Work to complete =>
Report each line in the records below that contains the word "neck", copying every such line in full.

● ● ● ● ● ● ●

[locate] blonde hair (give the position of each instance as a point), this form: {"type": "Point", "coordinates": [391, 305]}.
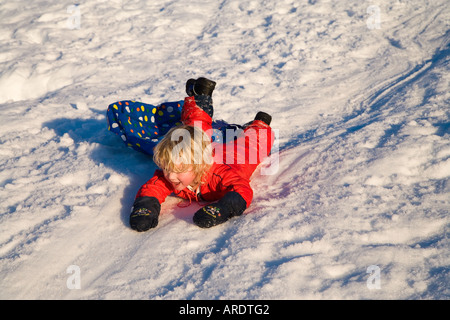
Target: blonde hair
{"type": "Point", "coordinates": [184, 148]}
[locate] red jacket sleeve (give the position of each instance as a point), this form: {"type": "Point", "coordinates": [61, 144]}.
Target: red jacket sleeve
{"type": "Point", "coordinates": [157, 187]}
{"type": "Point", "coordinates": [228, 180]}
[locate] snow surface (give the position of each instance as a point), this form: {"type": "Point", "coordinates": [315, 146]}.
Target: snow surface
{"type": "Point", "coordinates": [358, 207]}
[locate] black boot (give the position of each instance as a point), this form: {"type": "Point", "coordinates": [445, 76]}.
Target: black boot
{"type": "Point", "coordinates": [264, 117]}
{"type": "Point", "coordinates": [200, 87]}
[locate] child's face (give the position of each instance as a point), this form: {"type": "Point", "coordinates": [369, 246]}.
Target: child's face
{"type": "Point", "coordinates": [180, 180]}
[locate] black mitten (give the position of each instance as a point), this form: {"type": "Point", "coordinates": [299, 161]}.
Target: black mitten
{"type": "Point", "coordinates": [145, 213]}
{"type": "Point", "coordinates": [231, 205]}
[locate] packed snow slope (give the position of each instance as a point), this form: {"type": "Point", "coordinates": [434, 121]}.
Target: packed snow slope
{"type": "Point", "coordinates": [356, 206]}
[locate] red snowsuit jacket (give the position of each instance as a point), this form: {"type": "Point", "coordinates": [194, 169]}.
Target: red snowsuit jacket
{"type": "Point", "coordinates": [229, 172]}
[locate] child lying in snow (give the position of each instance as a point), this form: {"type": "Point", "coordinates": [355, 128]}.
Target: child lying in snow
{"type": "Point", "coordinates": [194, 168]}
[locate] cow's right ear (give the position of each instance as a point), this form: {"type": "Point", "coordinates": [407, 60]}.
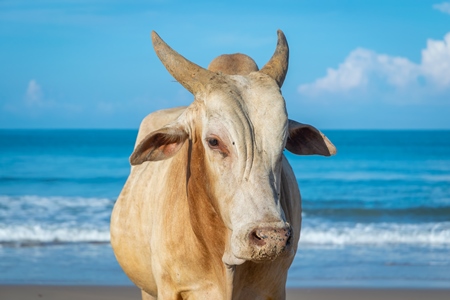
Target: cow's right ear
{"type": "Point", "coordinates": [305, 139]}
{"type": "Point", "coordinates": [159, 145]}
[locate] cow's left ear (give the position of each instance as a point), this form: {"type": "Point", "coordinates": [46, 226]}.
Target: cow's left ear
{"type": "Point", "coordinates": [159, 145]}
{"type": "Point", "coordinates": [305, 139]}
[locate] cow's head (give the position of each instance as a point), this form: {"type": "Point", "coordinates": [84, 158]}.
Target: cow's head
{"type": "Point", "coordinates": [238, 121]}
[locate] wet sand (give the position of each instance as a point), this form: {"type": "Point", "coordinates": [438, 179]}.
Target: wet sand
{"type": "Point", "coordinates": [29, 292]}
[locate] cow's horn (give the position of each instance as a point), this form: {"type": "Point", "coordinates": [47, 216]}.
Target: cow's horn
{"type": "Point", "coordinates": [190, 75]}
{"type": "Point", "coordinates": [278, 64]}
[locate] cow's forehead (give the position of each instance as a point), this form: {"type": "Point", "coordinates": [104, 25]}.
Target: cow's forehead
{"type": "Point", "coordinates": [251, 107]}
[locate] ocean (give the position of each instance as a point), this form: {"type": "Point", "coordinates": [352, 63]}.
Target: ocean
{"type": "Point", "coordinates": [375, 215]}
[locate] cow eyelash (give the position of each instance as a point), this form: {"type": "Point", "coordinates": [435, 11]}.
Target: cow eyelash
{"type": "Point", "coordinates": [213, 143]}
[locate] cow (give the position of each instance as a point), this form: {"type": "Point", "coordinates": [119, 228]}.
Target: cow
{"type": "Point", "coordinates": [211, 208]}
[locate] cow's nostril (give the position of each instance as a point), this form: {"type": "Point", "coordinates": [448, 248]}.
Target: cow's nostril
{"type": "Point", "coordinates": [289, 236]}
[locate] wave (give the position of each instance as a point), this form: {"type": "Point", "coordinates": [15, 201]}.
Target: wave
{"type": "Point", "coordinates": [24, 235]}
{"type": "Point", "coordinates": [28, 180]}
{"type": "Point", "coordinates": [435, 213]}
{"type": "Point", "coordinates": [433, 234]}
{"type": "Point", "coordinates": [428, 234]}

● ● ● ● ● ● ●

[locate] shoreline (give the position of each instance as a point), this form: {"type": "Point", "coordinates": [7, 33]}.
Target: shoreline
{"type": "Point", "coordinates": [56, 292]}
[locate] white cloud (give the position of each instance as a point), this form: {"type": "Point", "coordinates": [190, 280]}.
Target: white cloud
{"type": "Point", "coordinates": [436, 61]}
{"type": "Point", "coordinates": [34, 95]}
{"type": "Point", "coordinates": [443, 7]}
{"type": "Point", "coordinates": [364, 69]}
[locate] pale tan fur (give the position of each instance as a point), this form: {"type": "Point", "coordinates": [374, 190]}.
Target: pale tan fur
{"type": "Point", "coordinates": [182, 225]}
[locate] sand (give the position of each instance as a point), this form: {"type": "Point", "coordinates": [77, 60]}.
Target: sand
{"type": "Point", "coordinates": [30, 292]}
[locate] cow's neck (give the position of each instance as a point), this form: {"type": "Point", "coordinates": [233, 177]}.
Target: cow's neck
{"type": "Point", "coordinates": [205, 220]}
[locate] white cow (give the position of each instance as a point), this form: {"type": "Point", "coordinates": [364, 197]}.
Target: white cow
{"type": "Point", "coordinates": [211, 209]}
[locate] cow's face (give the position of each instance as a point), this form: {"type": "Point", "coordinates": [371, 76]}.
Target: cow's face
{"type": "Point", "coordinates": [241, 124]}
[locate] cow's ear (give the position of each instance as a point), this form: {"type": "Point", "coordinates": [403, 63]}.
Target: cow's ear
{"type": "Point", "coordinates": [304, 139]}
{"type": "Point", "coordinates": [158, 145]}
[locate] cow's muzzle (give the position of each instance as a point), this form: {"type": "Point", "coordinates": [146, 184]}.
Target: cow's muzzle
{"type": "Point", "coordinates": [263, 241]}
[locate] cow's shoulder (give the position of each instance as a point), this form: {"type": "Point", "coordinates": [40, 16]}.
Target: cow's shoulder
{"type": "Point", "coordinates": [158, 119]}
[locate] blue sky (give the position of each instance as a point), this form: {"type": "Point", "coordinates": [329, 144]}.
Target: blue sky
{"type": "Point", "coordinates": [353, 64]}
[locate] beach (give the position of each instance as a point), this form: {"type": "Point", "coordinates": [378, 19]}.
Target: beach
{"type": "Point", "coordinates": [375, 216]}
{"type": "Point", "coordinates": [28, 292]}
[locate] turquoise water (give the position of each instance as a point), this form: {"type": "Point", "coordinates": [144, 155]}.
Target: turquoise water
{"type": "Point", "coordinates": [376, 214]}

● ● ● ● ● ● ●

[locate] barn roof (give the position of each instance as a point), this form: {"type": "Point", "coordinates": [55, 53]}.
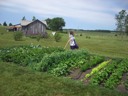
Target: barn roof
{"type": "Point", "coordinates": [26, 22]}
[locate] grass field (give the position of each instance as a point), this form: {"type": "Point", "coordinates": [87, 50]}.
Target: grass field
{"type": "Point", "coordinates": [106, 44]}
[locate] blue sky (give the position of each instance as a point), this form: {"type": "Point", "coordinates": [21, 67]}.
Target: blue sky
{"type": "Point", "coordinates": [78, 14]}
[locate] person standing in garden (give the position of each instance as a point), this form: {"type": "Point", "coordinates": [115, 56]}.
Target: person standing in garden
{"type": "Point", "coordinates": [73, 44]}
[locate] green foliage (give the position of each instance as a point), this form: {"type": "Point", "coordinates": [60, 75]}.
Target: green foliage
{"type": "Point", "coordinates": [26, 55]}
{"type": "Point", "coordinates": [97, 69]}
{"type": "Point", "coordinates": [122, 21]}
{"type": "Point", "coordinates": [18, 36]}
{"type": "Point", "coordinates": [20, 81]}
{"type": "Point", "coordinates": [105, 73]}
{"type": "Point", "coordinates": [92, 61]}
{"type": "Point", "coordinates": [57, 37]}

● ● ● ● ● ● ●

Full answer =>
[locate] cow's neck (give the position of each instance as a point), this form: {"type": "Point", "coordinates": [233, 177]}.
Target: cow's neck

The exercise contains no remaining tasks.